Reproduce each of the records below verbatim, line by line, without any alteration.

----- The input -----

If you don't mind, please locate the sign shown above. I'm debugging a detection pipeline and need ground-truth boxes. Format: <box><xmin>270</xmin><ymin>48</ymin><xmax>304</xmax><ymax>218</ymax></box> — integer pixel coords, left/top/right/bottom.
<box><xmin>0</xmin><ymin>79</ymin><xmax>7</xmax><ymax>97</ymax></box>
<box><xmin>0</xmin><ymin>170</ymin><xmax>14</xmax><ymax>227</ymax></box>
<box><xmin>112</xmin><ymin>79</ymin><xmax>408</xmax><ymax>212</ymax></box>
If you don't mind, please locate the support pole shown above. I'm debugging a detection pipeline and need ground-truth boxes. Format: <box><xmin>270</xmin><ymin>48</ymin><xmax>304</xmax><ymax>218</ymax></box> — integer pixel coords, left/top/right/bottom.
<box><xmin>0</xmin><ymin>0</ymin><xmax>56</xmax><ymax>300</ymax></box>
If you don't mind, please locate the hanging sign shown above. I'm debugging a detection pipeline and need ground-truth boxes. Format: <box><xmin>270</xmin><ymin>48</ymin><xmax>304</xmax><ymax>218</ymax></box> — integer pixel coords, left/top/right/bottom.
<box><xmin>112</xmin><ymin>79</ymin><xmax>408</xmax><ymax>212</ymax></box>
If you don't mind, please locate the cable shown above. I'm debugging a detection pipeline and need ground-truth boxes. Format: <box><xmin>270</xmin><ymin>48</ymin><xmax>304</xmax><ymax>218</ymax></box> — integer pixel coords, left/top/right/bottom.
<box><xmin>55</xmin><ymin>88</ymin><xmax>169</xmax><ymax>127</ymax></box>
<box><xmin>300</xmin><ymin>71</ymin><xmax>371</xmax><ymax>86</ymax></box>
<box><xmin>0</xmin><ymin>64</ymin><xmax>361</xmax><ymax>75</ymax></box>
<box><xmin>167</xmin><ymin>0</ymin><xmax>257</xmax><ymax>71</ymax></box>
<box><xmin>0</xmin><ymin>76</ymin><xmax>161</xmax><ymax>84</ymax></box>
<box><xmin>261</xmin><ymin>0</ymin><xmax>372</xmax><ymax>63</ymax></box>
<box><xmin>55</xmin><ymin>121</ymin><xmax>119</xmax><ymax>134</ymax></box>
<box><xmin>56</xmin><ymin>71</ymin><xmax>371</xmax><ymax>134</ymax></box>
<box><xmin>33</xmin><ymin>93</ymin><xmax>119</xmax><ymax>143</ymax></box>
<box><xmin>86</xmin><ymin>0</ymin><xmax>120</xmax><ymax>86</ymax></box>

-----

* **The answer**
If you don't mind, please locate the sign shown above. I'm debugging a detection pipeline and need ground-truth boxes. Format: <box><xmin>270</xmin><ymin>48</ymin><xmax>304</xmax><ymax>218</ymax></box> — integer pixel coords, left/top/right/bottom.
<box><xmin>0</xmin><ymin>79</ymin><xmax>7</xmax><ymax>97</ymax></box>
<box><xmin>0</xmin><ymin>170</ymin><xmax>14</xmax><ymax>227</ymax></box>
<box><xmin>112</xmin><ymin>79</ymin><xmax>408</xmax><ymax>212</ymax></box>
If you don't mind, please locate the support pole shown above. I'm debugging a detection pipeline and need ground-truth boxes. Format: <box><xmin>270</xmin><ymin>48</ymin><xmax>304</xmax><ymax>218</ymax></box> — integer pixel coords, left/top/right/bottom.
<box><xmin>0</xmin><ymin>0</ymin><xmax>56</xmax><ymax>300</ymax></box>
If you don't mind, please locate the hanging sign shown above. I'm debugging a detection pipeline and need ground-truth boxes. Format: <box><xmin>270</xmin><ymin>48</ymin><xmax>304</xmax><ymax>218</ymax></box> — integer pixel coords, left/top/right/bottom.
<box><xmin>112</xmin><ymin>79</ymin><xmax>408</xmax><ymax>212</ymax></box>
If you don't mind, please locate the cable shown above. I'm debugging a detection pipeline and need ground-truth boxes. Format: <box><xmin>270</xmin><ymin>48</ymin><xmax>304</xmax><ymax>218</ymax></box> — integer pixel coords, left/top/right/bottom.
<box><xmin>55</xmin><ymin>88</ymin><xmax>169</xmax><ymax>127</ymax></box>
<box><xmin>300</xmin><ymin>71</ymin><xmax>371</xmax><ymax>86</ymax></box>
<box><xmin>0</xmin><ymin>64</ymin><xmax>361</xmax><ymax>75</ymax></box>
<box><xmin>167</xmin><ymin>0</ymin><xmax>257</xmax><ymax>71</ymax></box>
<box><xmin>0</xmin><ymin>76</ymin><xmax>161</xmax><ymax>84</ymax></box>
<box><xmin>261</xmin><ymin>0</ymin><xmax>372</xmax><ymax>63</ymax></box>
<box><xmin>55</xmin><ymin>121</ymin><xmax>119</xmax><ymax>134</ymax></box>
<box><xmin>56</xmin><ymin>71</ymin><xmax>371</xmax><ymax>134</ymax></box>
<box><xmin>33</xmin><ymin>93</ymin><xmax>119</xmax><ymax>143</ymax></box>
<box><xmin>86</xmin><ymin>0</ymin><xmax>120</xmax><ymax>86</ymax></box>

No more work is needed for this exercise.